**TASK STATEMENT**
All lines of the following material must be written out exactly as they appear.

* * * * * * * * *

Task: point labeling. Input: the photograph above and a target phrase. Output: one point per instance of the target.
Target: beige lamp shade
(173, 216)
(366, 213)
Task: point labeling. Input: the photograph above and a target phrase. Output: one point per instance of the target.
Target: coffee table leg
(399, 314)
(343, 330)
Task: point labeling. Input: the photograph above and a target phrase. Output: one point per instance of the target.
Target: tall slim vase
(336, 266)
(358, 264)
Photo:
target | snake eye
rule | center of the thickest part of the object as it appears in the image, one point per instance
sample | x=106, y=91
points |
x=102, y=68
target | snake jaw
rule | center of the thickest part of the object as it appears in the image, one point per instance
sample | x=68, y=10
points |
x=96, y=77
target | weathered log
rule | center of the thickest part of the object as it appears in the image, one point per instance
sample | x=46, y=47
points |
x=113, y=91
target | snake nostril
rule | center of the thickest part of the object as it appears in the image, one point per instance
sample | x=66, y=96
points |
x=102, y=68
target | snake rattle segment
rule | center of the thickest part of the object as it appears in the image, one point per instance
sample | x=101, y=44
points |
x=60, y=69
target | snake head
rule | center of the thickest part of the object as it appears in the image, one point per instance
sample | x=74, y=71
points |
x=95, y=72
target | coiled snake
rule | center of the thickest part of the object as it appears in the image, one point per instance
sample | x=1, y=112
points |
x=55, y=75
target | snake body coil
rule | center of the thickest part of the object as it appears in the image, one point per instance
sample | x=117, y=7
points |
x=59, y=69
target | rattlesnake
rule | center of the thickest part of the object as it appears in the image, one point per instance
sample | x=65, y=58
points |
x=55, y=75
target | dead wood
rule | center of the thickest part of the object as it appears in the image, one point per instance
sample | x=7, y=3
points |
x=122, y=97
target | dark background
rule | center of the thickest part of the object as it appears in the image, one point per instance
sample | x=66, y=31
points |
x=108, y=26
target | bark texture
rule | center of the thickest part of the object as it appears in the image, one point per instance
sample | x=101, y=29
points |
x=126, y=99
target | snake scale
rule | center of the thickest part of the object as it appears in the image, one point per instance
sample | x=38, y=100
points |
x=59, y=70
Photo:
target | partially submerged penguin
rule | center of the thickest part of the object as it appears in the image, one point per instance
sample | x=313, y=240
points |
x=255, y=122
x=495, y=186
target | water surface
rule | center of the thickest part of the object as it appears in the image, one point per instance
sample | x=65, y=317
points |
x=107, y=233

* * * * * * * * *

**THE ANSWER**
Task: point labeling. Input: the photograph above and a target phrase. Output: one point per instance of the target.
Target: beige lamp shade
(173, 216)
(366, 213)
Task: point labeling. Input: the photograph above and a target phrase. Output: one point per instance of the target.
Target: coffee table leg
(399, 314)
(343, 330)
Task: point labeling. Input: the photograph above and a target phrase. Output: one point per instance of the target.
Target: tall slim vase
(336, 266)
(358, 264)
Photo:
target | snake eye
rule | center of the thickest part of the object as it appears in the image, one point per instance
sample | x=106, y=91
points |
x=102, y=68
target | snake jaw
rule | center of the thickest part of the object as it appears in the image, one point per instance
sample | x=68, y=10
points |
x=96, y=77
target | weathered log
rule | center of the thickest part of the object as it appears in the image, one point per instance
sample | x=46, y=47
points |
x=113, y=91
target | snake nostril
rule | center of the thickest part of the object as it appears in the image, one point per instance
sample | x=66, y=96
points |
x=102, y=68
target | snake rattle segment
rule | center of the thickest part of the object as it appears in the image, one point per instance
sample | x=101, y=44
points |
x=60, y=69
target | snake head
rule | center of the thickest part of the object as it appears in the image, one point per instance
sample | x=74, y=71
points |
x=95, y=72
target | coiled snake
rule | center of the thickest part of the object as it appears in the image, one point per instance
sample | x=1, y=112
points |
x=55, y=75
target | snake body coil
rule | center of the thickest part of the object as it appears in the image, one point per instance
sample | x=117, y=7
points |
x=59, y=69
target | rattlesnake
rule | center of the thickest part of the object as it appears in the image, one point per instance
sample | x=65, y=58
points |
x=55, y=75
target | dead wood
rule | center of the thickest part of the object as it appears in the image, one point per instance
sample | x=7, y=3
points |
x=122, y=97
target | dark background
rule | center of the thickest part of the object as it appears in the image, one point per instance
sample | x=66, y=31
points |
x=108, y=26
target | bark texture
rule | center of the thickest part of the object as it appears in the image, one point per instance
sample | x=101, y=29
points |
x=126, y=99
target | snake scale
rule | center of the thickest part of the object as it appears in the image, one point per instance
sample | x=38, y=100
points |
x=59, y=70
Photo:
target | partially submerged penguin
rule | center of the thickest part of the object as it appears in the image, one point per instance
sample | x=313, y=240
points |
x=255, y=122
x=495, y=186
target | water surface
rule | center of the thickest part of the object as it appears in the image, one point per instance
sample | x=65, y=317
points |
x=107, y=233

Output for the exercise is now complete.